▶ _TASK DIRECTIONS_
Write out the part of the vote-rigging report below that opens with the words containing "In the video, Kolpakova" and closes with "of electoral fraud.".

++++ EXERCISE PASSAGE ++++

Two women who say they defied orders to rig December’s parliamentary elections in favor of Prime Minister Vladimir Putin’s United Russia party said on Thursday they were being intimidated by the authorities.

Irina Kolpakova, the former head of a polling station in the Volga city of Samara, said there had been attempts to “fabricate” a criminal investigation against her after she spoke out on the video-sharing site YouTube earlier this month.

“It is a very stressful situation for me,” Kolpakova said at the central Moscow offices of the independent Novaya Gazeta newspaper.

Prosecutors in Samara, some 1,000 kilometers southeast of Moscow, confirmed an investigation was underway but did not elaborate.

Public anger over suspected vote-rigging has developed into the biggest anti-government rallies seen in Russia since Soviet times. Protesters’ demands include a rerun of the polls, electoral reform and the dismissal of the country’s election chief, Vladimir Churov, who they say is responsible for the alleged fraud.

The Kremlin admitted there had been minor violations to the poll and have brought charges in a number of cases.

In the video, Kolpakova said officials in Samara had been instructed to deliver a landslide majority for United Russia at the December 4 polls, and detailed means of electoral fraud.

She said on Thursday electoral heads remain under “colossal pressure” by the authorities ahead of next month’s presidential polls at which Vladimir Putin is expected to secure a third stint in the Kremlin.

++++ DATA PROVIDED ++++

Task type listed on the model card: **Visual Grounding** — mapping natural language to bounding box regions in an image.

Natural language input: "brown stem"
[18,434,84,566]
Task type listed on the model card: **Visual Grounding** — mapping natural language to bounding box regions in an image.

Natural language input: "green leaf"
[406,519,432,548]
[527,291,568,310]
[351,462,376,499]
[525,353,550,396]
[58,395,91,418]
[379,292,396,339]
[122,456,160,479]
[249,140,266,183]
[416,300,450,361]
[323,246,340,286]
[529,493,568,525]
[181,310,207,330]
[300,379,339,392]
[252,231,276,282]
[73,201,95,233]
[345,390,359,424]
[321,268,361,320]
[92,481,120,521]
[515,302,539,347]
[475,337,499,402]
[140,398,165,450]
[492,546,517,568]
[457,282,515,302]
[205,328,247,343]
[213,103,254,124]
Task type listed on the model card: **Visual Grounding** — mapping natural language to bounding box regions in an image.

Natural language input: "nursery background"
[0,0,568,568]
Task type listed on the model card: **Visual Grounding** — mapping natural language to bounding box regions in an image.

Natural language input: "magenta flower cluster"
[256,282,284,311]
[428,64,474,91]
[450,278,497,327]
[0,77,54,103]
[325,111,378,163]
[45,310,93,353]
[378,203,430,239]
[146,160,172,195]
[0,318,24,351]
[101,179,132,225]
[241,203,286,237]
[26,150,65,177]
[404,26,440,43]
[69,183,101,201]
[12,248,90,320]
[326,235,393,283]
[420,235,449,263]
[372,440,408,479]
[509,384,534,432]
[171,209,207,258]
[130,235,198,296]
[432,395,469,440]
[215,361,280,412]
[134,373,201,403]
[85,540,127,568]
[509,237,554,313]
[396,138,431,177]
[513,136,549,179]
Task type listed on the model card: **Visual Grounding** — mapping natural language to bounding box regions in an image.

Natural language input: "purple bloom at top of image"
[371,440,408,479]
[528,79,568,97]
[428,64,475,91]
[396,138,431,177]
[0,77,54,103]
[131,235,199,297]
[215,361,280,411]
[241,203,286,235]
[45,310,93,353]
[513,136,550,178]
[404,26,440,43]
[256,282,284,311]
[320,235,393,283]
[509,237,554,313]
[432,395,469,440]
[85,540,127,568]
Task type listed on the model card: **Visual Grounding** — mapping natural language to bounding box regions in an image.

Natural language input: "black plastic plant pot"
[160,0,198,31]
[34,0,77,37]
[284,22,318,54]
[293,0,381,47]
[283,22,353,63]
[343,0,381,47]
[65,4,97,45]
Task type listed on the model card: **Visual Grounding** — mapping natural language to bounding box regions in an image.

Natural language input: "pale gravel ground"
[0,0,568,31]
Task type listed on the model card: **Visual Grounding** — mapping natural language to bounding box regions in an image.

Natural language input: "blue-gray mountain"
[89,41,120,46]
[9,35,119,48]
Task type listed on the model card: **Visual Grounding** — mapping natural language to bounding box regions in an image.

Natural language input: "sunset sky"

++++

▶ _SOLUTION FOR THIS PROBLEM_
In the video, Kolpakova said officials in Samara had been instructed to deliver a landslide majority for United Russia at the December 4 polls, and detailed means of electoral fraud.